> **PROBLEM REQUIREMENTS**
Return every line in the material below that contains the word "yellow". Case counts, so a match must have the same capital and small letters.

▼

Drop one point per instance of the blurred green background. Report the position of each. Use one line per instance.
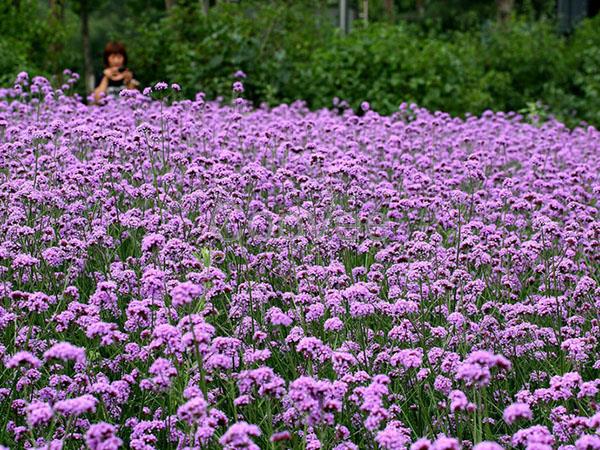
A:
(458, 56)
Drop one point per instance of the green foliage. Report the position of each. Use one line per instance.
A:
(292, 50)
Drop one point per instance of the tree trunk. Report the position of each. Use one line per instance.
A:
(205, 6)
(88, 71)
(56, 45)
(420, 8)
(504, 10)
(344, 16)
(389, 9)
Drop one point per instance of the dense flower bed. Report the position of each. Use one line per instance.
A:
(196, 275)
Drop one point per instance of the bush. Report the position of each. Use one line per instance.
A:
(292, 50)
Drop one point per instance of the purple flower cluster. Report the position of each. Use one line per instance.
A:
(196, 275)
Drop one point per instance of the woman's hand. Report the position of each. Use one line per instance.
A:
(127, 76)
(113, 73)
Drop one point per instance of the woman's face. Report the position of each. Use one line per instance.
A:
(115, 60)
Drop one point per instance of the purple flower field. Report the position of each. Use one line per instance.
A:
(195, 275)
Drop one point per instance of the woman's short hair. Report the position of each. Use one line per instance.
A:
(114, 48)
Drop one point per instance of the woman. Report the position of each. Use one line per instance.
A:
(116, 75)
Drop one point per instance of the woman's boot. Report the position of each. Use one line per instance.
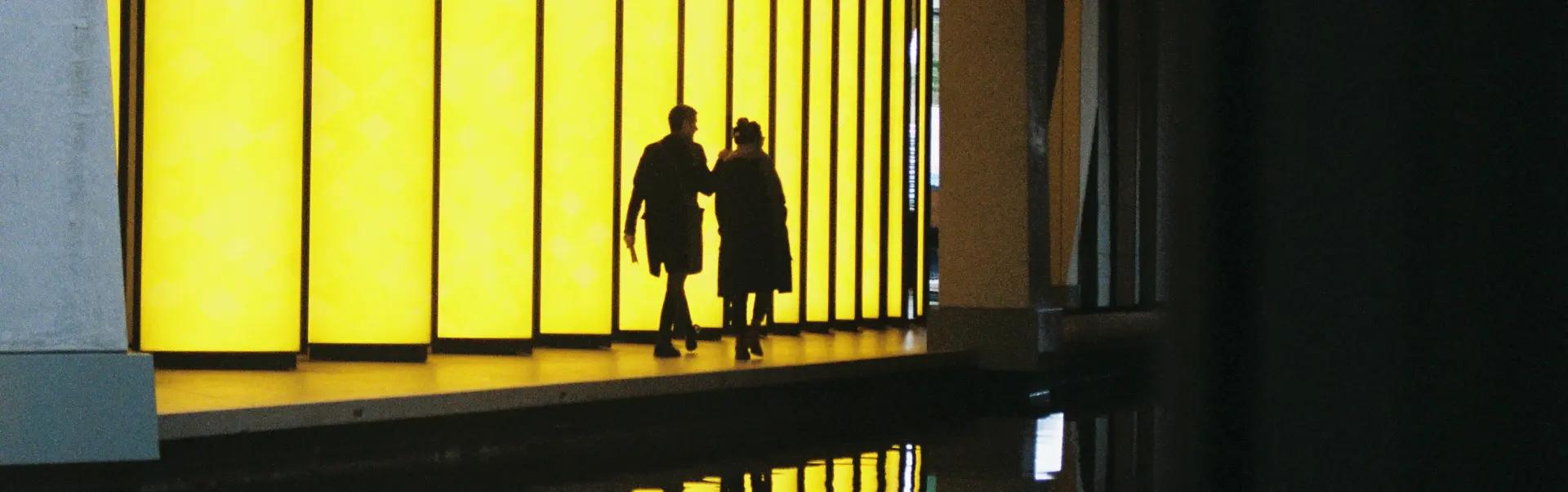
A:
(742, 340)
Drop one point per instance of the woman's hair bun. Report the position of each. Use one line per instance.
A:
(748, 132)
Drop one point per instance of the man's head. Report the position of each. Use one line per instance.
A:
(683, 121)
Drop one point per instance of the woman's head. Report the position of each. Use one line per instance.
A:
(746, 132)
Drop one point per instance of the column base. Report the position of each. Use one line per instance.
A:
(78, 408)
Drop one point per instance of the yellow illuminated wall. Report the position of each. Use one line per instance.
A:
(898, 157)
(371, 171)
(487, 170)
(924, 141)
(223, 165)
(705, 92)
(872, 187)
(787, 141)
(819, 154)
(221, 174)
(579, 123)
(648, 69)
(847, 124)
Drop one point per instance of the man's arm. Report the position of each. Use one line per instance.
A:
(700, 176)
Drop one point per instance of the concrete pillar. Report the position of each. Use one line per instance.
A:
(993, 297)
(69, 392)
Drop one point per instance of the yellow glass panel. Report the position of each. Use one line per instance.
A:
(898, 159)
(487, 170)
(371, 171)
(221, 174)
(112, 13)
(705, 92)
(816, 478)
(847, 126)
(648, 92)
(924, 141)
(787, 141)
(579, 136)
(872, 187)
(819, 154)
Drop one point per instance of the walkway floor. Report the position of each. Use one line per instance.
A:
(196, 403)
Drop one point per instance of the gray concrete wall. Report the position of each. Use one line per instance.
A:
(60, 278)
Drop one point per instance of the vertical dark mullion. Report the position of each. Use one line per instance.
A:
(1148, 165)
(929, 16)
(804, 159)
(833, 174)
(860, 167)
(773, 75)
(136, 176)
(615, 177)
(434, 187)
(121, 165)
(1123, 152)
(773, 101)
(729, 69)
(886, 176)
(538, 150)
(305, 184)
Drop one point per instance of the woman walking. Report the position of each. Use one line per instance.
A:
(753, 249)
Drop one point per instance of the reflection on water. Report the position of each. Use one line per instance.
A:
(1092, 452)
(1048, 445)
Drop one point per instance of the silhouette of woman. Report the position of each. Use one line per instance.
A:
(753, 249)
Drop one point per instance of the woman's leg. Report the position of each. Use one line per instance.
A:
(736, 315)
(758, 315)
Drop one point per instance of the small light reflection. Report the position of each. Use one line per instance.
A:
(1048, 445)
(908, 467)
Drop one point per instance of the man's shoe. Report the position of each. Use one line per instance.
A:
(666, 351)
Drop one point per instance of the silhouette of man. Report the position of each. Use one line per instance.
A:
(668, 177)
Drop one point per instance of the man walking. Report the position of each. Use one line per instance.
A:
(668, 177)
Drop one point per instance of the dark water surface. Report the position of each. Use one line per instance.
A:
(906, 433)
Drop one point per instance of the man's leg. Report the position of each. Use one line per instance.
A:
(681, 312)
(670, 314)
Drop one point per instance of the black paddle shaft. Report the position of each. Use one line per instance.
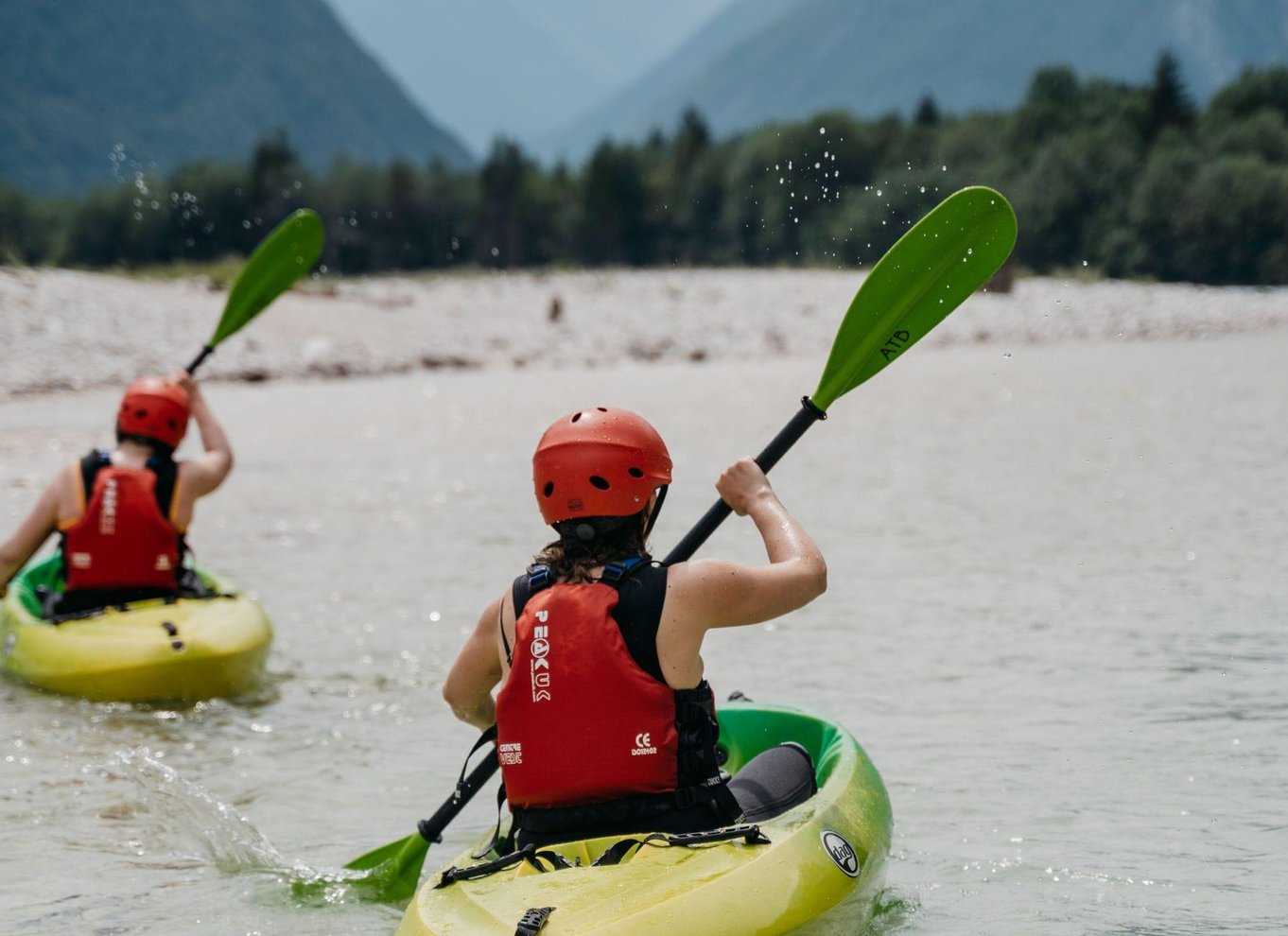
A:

▲
▼

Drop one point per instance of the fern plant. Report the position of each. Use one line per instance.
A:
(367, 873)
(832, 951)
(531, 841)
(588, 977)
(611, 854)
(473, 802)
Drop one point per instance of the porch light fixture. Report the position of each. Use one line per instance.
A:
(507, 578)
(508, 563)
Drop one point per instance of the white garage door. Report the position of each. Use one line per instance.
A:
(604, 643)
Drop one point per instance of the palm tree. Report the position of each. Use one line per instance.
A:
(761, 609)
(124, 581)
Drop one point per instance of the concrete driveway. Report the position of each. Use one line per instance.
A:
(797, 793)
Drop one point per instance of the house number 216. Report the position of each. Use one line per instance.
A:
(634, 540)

▲

> **WRITTEN ANSWER**
Drop one point per instance of the yellow illuminated wall. Report the position of each. Use one line per instance.
Drop one point per instance of the yellow glass panel. Report the position of each. Use one line per instance.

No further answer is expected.